Excerpts from point annotation data
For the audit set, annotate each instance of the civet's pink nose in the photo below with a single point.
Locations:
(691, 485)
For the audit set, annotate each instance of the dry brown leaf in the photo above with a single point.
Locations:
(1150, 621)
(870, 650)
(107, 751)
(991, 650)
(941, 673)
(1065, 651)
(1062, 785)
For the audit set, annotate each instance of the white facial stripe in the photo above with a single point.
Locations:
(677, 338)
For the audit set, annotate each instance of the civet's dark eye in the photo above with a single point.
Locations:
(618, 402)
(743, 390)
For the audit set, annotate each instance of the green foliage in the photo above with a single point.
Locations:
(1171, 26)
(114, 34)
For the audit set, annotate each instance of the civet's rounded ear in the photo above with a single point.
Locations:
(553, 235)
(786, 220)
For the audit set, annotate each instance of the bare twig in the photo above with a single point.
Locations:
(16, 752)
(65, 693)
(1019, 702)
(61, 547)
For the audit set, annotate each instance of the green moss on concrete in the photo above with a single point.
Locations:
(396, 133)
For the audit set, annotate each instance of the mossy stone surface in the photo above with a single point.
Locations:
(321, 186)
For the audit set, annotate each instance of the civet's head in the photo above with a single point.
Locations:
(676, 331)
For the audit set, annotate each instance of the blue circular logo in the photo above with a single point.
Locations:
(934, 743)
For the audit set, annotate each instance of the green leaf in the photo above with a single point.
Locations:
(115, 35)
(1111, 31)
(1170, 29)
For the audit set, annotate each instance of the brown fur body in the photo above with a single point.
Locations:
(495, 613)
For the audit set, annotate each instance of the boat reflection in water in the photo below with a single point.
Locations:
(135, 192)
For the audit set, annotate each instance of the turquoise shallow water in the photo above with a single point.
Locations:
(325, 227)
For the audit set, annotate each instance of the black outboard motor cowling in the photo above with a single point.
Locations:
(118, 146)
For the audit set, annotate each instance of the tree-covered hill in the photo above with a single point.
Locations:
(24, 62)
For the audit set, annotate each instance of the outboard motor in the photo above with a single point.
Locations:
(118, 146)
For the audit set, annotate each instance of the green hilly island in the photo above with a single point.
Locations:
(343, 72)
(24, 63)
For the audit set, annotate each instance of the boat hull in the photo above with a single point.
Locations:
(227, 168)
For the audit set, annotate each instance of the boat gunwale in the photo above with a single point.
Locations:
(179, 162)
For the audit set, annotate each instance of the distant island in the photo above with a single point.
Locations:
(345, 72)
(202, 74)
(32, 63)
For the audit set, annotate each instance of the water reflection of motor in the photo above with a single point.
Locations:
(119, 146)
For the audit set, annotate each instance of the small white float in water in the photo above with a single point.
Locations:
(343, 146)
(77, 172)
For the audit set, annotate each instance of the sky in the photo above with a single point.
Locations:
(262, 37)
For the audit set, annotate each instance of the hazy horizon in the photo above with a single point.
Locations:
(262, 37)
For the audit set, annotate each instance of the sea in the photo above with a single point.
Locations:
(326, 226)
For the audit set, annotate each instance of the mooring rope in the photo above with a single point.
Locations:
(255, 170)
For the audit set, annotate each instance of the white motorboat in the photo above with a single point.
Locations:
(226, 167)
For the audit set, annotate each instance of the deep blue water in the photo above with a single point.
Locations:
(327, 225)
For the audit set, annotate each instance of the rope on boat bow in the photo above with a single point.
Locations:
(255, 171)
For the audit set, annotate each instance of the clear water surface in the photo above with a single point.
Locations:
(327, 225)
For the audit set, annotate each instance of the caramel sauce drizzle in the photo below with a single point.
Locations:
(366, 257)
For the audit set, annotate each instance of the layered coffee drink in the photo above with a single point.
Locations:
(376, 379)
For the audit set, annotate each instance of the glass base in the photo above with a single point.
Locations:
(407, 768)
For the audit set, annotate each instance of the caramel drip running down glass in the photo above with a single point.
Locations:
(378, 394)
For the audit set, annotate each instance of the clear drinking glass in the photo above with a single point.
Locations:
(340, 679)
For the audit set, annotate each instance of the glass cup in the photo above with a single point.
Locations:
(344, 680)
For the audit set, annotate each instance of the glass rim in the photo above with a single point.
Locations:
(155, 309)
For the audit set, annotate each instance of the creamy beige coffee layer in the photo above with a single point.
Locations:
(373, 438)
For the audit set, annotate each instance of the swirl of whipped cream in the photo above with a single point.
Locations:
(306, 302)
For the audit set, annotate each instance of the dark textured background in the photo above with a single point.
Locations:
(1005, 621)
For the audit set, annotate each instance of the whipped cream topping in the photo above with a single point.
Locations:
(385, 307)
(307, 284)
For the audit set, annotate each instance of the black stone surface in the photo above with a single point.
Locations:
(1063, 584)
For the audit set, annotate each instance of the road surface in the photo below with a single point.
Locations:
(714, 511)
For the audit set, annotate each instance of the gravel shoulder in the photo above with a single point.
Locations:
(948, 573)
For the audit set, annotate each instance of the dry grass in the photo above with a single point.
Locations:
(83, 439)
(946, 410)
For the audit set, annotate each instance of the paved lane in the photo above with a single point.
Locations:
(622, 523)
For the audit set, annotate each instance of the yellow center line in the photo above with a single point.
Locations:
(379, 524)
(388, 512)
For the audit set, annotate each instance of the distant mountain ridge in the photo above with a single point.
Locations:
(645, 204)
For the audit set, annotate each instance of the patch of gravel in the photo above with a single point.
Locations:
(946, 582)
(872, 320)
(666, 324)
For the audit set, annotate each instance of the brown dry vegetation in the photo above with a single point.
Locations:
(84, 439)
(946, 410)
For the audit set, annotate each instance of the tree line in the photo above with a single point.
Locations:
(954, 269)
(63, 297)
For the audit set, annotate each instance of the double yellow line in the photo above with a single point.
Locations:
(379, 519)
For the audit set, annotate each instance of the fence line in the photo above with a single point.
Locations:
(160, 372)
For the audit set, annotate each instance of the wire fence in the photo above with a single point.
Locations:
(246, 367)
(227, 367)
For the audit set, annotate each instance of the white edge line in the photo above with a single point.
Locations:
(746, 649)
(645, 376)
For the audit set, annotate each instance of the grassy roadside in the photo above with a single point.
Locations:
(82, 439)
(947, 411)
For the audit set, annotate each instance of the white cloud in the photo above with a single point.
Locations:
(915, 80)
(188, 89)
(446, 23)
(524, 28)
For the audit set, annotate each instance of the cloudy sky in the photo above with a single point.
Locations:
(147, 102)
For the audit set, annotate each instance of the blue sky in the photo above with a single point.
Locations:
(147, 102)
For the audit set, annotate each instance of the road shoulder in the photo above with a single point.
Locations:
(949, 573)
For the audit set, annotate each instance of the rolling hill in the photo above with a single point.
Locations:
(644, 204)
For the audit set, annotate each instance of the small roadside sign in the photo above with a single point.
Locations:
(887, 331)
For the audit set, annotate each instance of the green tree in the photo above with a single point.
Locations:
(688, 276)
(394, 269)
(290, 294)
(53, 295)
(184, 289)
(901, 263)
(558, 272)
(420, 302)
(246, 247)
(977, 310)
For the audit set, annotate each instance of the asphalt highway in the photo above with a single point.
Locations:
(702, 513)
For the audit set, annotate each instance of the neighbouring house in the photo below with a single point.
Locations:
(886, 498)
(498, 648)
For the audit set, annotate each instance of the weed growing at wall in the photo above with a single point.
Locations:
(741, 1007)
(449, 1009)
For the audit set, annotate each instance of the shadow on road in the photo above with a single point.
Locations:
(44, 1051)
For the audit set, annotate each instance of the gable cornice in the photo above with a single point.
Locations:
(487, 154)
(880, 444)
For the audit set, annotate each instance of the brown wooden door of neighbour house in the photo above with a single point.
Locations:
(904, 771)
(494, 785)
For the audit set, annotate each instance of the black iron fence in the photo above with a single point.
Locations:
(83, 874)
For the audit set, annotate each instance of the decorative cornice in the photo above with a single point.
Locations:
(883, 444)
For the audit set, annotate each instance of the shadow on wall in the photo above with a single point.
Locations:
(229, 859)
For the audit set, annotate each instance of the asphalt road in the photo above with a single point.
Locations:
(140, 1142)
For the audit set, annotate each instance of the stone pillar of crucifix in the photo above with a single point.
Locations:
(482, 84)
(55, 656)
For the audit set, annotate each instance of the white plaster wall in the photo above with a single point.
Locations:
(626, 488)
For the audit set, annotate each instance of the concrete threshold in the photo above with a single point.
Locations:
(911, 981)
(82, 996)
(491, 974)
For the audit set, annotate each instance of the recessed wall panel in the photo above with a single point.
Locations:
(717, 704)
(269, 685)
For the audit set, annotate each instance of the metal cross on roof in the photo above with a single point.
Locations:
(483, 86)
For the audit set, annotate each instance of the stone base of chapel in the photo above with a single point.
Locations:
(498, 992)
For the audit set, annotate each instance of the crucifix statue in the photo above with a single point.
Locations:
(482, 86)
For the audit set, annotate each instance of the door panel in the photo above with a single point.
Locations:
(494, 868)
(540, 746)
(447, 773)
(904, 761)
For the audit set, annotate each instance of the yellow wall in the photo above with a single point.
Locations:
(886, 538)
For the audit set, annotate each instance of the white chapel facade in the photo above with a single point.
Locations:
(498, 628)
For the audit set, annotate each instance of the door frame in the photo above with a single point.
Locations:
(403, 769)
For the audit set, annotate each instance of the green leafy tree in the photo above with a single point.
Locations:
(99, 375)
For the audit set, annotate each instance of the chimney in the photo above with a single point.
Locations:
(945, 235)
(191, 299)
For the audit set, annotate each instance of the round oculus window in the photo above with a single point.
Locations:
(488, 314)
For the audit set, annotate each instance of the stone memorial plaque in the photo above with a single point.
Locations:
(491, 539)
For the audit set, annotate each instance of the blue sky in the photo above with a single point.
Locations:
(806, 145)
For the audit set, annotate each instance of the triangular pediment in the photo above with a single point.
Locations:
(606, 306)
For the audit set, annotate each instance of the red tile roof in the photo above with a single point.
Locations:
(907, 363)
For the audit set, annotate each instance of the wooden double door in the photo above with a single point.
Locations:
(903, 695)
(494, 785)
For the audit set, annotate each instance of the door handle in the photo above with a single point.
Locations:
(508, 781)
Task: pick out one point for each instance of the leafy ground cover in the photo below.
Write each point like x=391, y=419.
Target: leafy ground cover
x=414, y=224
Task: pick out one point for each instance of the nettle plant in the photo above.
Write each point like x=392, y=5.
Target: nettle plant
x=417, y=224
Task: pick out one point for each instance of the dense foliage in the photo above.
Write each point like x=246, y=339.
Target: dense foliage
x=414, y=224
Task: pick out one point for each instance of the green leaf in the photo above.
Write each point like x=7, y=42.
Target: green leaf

◆ **WHAT IS NEEDED**: Copy the listing above verbatim, starting at the line containing "For the audit set, annotate each instance of the creamy" and ending at the line containing "(1063, 584)".

◆ **THE RESULT**:
For the audit set, annotate each instance of the creamy beige coffee layer in the photo above with a single point.
Locations:
(373, 438)
For the audit set, annotate each instance of the swirl of whipped cream in the photo above with a single point.
Locations:
(306, 302)
For the audit set, annotate each instance of the dark textured background in the photo above with a single point.
Locations:
(1005, 621)
For the audit set, annotate each instance of the whipped cream topping in the photo above with a single point.
Locations:
(385, 307)
(307, 284)
For the audit set, annotate each instance of the black stone surface in the photo above with a single point.
Locations:
(1063, 584)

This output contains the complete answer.